### Passage
Discussion:
[Modeling-users] Couple of questions...
Aaron Freeman
2004-04-20 14:47:06 UTC
Permalink
(1) Is there a debug flag somewhere that dump all SQL queries to the
console?

(2) How are nested joins accomplished?

For example, in the AuthorBooks schema, lets assume there is another table
called publisher that has a 1-M relationship with books, like so (sorry
about the formatting):

............................................................................
.............
.+-----------+.(0,1)..............(0,*).+-------+.(0,*)..............(0,1).+
-----------+.
.|..Writer...|<-author----------books->>|.Book..|<<-books-------publisher->|
.Publisher.|.
.|-----------|.(nullify)......(cascade).|-------|..........................|
-----------|.
.|.lastName..|..........................|.title.|..........................|
.bizName...|.

### Work required
Copy out the entire forum post word for word, keeping every line and character unchanged. Rely solely on the forum post for this work.

### Given information
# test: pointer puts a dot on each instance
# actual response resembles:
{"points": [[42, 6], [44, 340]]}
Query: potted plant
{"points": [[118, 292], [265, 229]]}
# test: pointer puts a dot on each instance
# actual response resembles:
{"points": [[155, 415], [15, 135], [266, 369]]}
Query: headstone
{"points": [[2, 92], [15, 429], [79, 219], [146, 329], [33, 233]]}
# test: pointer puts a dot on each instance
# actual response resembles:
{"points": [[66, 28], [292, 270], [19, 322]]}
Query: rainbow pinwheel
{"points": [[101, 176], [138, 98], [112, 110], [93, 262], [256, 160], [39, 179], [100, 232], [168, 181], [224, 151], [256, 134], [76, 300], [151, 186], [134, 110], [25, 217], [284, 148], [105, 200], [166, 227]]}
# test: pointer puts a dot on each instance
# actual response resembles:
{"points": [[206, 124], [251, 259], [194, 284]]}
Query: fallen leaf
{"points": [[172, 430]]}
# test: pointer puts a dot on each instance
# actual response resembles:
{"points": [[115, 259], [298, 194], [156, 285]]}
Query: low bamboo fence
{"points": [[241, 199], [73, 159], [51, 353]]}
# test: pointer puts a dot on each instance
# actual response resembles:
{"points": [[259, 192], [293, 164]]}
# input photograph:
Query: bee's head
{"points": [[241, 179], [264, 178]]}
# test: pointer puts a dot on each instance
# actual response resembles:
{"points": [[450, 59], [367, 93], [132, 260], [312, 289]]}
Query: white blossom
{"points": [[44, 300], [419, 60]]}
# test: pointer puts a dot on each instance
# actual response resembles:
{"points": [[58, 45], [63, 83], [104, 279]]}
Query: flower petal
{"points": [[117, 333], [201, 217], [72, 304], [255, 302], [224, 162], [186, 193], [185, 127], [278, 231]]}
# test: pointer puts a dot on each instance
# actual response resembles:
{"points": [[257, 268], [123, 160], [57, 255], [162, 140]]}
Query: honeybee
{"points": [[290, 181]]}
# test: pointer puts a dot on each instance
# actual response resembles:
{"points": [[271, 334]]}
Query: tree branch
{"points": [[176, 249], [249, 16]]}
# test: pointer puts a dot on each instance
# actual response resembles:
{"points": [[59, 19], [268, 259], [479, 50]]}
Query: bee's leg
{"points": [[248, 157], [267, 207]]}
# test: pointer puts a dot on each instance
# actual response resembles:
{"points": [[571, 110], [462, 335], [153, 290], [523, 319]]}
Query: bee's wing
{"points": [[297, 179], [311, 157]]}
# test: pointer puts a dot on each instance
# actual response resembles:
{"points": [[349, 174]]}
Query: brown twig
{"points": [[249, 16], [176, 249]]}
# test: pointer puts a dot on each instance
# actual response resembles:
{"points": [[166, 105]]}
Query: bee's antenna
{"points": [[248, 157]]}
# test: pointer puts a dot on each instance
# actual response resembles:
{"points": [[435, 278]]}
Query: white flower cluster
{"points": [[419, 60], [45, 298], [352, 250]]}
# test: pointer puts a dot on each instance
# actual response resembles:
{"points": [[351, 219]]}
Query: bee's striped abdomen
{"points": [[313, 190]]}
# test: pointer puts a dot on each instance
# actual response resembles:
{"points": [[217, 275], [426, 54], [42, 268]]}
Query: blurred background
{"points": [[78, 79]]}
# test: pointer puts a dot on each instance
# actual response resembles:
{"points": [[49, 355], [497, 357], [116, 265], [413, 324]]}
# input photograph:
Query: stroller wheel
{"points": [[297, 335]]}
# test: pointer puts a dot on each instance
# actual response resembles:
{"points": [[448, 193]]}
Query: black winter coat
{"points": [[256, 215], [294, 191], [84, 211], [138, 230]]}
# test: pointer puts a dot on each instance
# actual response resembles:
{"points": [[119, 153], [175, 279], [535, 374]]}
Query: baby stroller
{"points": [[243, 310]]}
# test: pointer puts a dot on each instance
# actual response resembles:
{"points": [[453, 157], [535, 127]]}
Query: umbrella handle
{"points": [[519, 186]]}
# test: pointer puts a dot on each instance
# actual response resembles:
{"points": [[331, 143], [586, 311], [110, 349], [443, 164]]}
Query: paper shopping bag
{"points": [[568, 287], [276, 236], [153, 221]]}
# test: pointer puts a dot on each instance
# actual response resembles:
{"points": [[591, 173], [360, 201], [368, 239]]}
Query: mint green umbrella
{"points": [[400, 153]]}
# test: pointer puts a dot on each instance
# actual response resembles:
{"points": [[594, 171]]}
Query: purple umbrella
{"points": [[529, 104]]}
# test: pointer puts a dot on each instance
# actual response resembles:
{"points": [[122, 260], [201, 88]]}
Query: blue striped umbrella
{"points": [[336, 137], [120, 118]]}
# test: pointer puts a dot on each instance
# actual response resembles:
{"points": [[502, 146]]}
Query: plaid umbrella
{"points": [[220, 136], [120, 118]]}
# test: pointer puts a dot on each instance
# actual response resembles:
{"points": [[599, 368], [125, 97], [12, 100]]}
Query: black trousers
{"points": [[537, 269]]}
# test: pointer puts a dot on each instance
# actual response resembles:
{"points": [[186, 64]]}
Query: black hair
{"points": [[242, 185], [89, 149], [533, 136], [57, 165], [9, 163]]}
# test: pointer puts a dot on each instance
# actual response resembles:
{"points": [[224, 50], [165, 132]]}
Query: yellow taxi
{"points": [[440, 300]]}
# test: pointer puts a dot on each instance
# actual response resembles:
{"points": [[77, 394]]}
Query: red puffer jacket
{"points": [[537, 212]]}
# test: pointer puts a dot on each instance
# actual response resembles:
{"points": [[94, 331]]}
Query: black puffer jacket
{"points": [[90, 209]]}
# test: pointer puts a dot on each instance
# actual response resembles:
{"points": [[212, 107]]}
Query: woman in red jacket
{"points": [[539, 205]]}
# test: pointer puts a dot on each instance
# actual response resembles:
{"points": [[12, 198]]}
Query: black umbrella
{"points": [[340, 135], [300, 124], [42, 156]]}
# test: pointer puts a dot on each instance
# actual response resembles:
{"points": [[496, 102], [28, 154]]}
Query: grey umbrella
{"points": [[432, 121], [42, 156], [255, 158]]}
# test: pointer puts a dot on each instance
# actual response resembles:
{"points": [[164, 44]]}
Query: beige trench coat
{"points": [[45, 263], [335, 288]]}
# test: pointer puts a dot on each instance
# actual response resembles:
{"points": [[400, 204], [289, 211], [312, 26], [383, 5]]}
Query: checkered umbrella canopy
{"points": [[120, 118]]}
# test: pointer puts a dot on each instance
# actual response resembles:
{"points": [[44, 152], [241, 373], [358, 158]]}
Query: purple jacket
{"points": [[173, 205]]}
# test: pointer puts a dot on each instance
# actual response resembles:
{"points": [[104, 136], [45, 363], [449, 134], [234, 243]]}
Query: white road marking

### Written solution
Discussion:
[Modeling-users] Couple of questions...
Aaron Freeman
2004-04-20 14:47:06 UTC
Permalink
(1) Is there a debug flag somewhere that dump all SQL queries to the
console?

(2) How are nested joins accomplished?

For example, in the AuthorBooks schema, lets assume there is another table
called publisher that has a 1-M relationship with books, like so (sorry
about the formatting):

............................................................................
.............
.+-----------+.(0,1)..............(0,*).+-------+.(0,*)..............(0,1).+
-----------+.
.|..Writer...|<-author----------books->>|.Book..|<<-books-------publisher->|
.Publisher.|.
.|-----------|.(nullify)......(cascade).|-------|..........................|
-----------|.
.|.lastName..|..........................|.title.|..........................|
.bizName...|.